Could you repeat the material below line for line, starting with the line that contains "pinpoint blue shipping container in image" and going on through the last line of the material, with both of those lines included?

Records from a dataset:
+++++

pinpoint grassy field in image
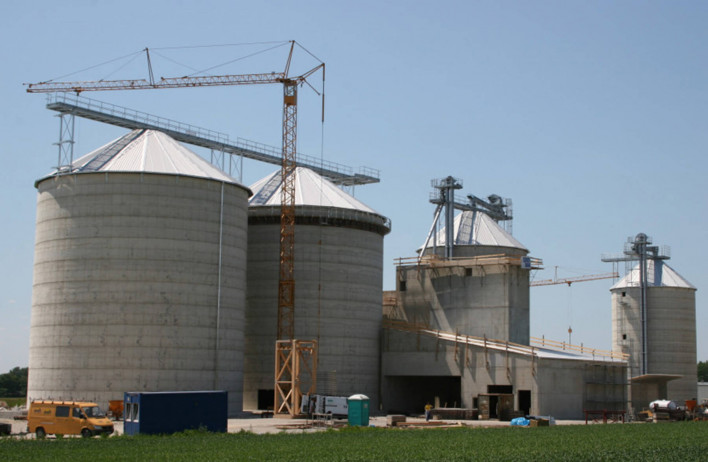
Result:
[0,398,27,407]
[0,422,708,462]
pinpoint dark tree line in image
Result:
[0,367,27,398]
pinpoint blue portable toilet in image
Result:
[347,394,369,427]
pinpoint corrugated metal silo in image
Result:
[610,259,698,408]
[244,167,390,409]
[28,130,250,414]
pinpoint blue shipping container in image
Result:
[123,391,228,435]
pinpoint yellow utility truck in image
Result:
[27,400,113,438]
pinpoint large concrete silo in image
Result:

+++++

# EXPECTED ANSWER
pinpoint blue shipping container in image
Result:
[123,391,228,435]
pinpoint yellow utility truck in image
Result:
[27,400,113,438]
pinpoint large concrete silo in image
Result:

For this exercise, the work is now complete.